** Written request **
Retype every entry exactly, character for character.

** Provided data **
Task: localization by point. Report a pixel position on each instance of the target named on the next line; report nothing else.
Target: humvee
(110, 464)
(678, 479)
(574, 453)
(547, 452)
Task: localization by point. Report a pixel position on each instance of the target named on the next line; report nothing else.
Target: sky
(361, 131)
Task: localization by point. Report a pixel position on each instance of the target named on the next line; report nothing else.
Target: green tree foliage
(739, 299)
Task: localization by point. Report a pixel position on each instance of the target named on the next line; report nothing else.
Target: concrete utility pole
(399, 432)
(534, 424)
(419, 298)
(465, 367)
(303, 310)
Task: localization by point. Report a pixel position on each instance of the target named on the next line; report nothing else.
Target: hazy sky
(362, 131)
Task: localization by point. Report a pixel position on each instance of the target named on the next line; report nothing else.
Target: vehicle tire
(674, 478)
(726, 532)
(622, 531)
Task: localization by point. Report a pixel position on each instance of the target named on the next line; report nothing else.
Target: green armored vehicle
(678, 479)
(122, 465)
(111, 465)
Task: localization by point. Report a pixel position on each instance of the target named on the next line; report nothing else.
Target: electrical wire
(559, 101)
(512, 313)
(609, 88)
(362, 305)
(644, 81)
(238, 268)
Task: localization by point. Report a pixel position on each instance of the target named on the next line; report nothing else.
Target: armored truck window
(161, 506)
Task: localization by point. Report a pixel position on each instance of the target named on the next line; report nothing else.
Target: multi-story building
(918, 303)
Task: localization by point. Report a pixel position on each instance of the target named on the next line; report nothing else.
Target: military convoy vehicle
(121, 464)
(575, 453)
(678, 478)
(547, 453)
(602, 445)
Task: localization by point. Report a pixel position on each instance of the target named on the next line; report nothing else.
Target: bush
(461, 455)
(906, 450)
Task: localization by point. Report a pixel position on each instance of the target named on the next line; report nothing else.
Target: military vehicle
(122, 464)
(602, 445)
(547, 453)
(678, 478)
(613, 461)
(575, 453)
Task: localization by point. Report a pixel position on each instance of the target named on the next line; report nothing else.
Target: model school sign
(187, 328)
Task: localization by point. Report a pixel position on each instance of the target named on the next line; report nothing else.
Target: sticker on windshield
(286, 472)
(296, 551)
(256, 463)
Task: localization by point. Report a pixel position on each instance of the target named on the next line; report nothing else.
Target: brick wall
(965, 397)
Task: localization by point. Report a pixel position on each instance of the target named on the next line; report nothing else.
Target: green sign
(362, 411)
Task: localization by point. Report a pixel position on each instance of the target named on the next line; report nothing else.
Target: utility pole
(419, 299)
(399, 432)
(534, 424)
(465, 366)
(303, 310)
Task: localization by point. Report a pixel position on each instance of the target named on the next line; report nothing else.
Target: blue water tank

** Output **
Task: localization by point. Report a pixel position on each instance of the target named on the next line; report nothing else.
Target: humvee
(110, 464)
(678, 479)
(574, 453)
(547, 452)
Task: localization by point. Report a pixel position on each instance of the target named on the next line; report nothing else.
Target: sky
(361, 131)
Task: localization by point. Report a pixel position on each instance of the target named on the next line; report nothing else.
Target: green tree foliage
(739, 299)
Task: localization by point. Report a pixel position on each instance of the target named on the next line; report nothing else.
Target: concrete utility pole
(399, 432)
(534, 424)
(419, 298)
(465, 367)
(303, 310)
Task: localization by point. Report a pixel position on each instance of the target named on the next line; report nothing else.
Target: hazy sky
(362, 131)
Task: localization by point. Report a pixel position on each instance of the target named on the next line; report nothing else.
Target: vehicle tire
(674, 478)
(726, 532)
(622, 531)
Task: localization by point. Report a pixel position on each instance of the target named on the next line; report nothing else.
Target: green armored vehicle
(678, 479)
(122, 465)
(111, 465)
Task: localization by point. Report a pixel position on each instance of the target named on the next line; report nothing else.
Target: electrical wire
(559, 101)
(512, 313)
(609, 88)
(362, 305)
(644, 81)
(238, 268)
Task: localization by point. Report a pixel position on each instance of the target named on the next line; report nothing else.
Target: armored truck window
(161, 506)
Task: localization by point. Report a pixel position on each instance of the target named on the next line; report nothing else.
Target: multi-story building
(918, 303)
Task: localization by point. Report a pixel position on each instance of the target named on the next line; report nothing else.
Target: military convoy vehicle
(121, 464)
(575, 453)
(678, 478)
(547, 453)
(602, 445)
Task: localization by point. Report a pixel position on each instance of the target named on the next line; report nothing else.
Target: bush
(461, 455)
(906, 450)
Task: localization by point. Report a pixel position on each instance of the target named on the next line; report nothing else.
Target: military vehicle
(122, 464)
(602, 445)
(547, 453)
(678, 478)
(613, 461)
(575, 453)
Task: localization by point. Report a pixel position on each instance of the target named on the next line; report nothing else.
Target: model school sign
(187, 328)
Task: localization by point. Report a pixel position on each instance of the target named on the next line; report nothing else.
Target: sticker on windshield
(286, 472)
(296, 551)
(256, 463)
Task: localization by point. Report a pixel position on each instance of the target named on the next line; report nothing else.
Target: brick wall
(965, 397)
Task: localization by point. Report a pixel position on each instance of the target named on the next line; report nothing else.
Target: green sign
(362, 411)
Task: localization by point. Report a pixel position on each instance of the target named on the next line; report nothing else.
Target: utility pole
(419, 299)
(399, 432)
(534, 424)
(465, 366)
(303, 310)
Task: localization by point. Report a pixel position on each instance of the target named on the next line; report nothing else.
Target: blue water tank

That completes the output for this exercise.